◆ Alıştırma yönergesi
Okula gelen kedi ve köpekleri anlatan aşağıdaki yazıda, bir gün okul bahçesinde kaç köpek bir arada görülüyor?
━━━ Kaynak metin
Mlliyet Milliyet Blog Milliyet Blog
 
Facebook Connect
Blog Kategorileri
 

07 Kasım '12

 
Kategori
Hayvanlar Alemi
 

Kuyruksuz kedi

Kuyruksuz kedi
 

Suyun temizi olacak


Okulların açıldığı, çocukların okula gelmeye başladığı günlerde, okula kayıtlı olmadığı halde okula erkenden gelen öğrencilerimiz olur bizim.

Ne formaları vardır, ne de sırtlarında çantaları. Defter kalem, kitap dertleri de yoktur.

Konuşmazlar, sadece bakarlar. Bakışları da çok anlamlıdır.

Kavgacı değillerdir, şiddetle de hiç işleri yoktur.

Ara sıra küçük vukuatları olmuyor değil. Sadece kendilerine yapılan şakalara karşılık verirler. Hepsi o kadar.

Lafı çok dolandırdım.

Kedilerden, köpeklerden bahsediyorum ya.

Konuşamayan sevimli şeylerden.

Kediler köpekler, çocuklarla ne güzel anlaşıyorlar.

Bazı veliler korksalar da, çocukların kedilere köpeklere karşı, bir düşmanlıkları yok.

Bu hayvanlarda, durumu hissediyorlar ki sorun yok.

Bir gün okul bahçesinde, beş köpeği bir arada görünce, sabah okula gelenler korkmuşlar. Beş ayrı cins köpek bir arada. Koşuyorlar okul bahçesinde. Aşırı korumacı anneler korkuyorlar elbette. Çocuklarda korku yok. Çocuklarda oyun derdinde.

Neden geliyor, okula bu kediler köpekler?

Ders alamaya değil elbette.

Dertleri açlıklarını gidermek.

Sabah simit alan öğrencilerin ikramları için okuldalar.

Elinde bir yiyecek olan çocuğun peşinden kuyruk sallıyorlar.

Bakışlarıyla, “hadi be bir parçada bana ver” diye konuşuyorlar sanki. Çocuklarda anlıyorlar onları. Herkesten bir lokma aldıklarında, o biçim doyuyor karınları. Gidip bir köşeye yatıyorlar. Zil sesiyle kulaklar dikiliyor, yine yiyecek peşindeler. Bazı çocukların arkadaşlıklarını da biliyorlar, tanıyorlar.

Dağıldı gitti köpekler.

Yinede çöp kutularını ziyaret edenler var ara sıra.

*

Bir gün okul bahçesinde bir kedi gördüm. Kuyruğunun derisi sıyrılmış. Kuyruk kemikleri açıkta kalmış. Okuldaki çöp kutusundaki yiyecekleri, paylaşım sırasında bir köpek kedinin kuyruğundaki deriyi sıyırıvermiş.
━━━━━━
━━━ Verilen malzeme
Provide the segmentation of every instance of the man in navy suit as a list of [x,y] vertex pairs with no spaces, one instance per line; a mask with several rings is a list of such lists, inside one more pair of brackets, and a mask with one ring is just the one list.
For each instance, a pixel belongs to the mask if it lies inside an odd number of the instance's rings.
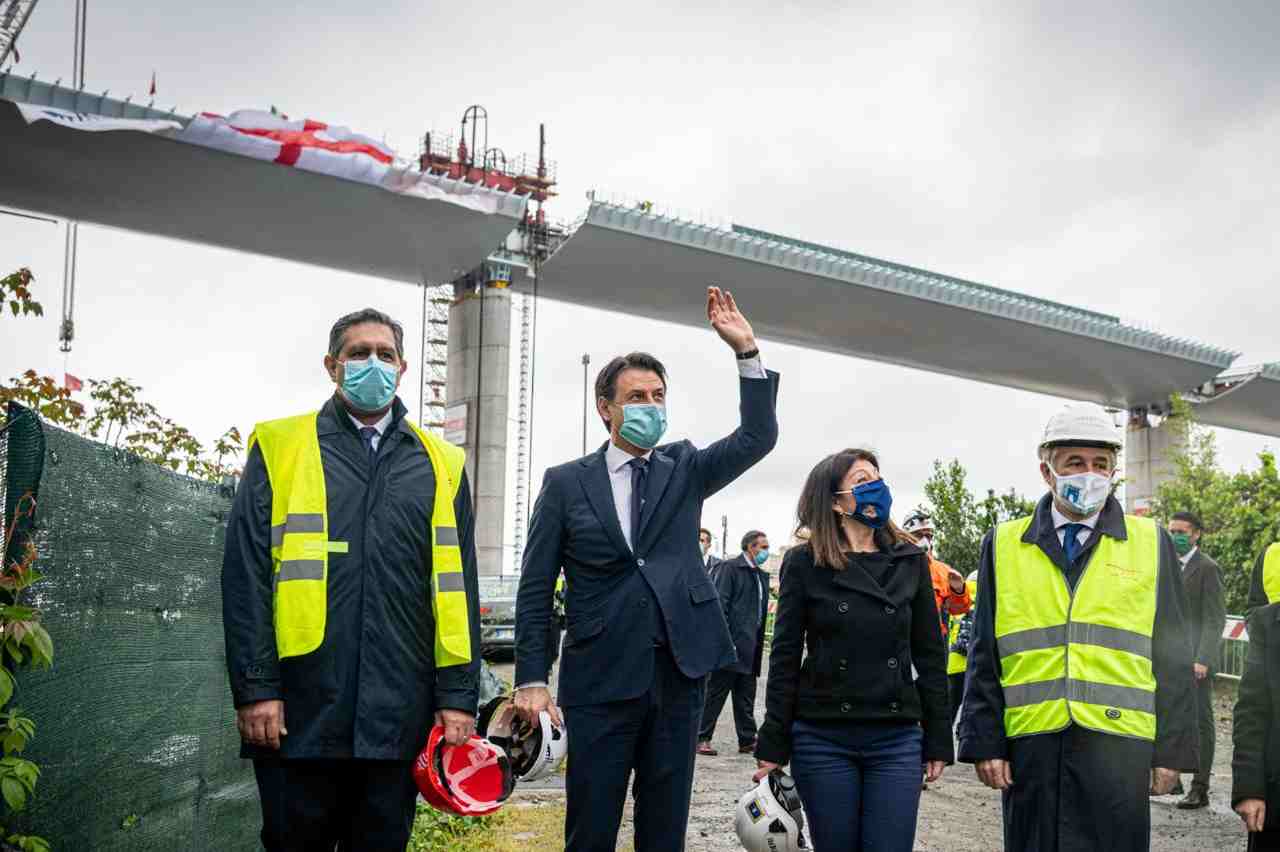
[[[705,449],[666,444],[667,377],[644,353],[595,381],[609,443],[547,471],[516,599],[516,707],[568,730],[566,848],[612,852],[635,773],[636,852],[685,848],[694,750],[709,672],[736,660],[696,532],[703,500],[764,458],[778,436],[767,374],[732,294],[707,319],[737,356],[741,425]],[[547,690],[547,628],[564,568],[559,706]]]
━━━━━━
◆ Örnek çözüm
Beş köpek.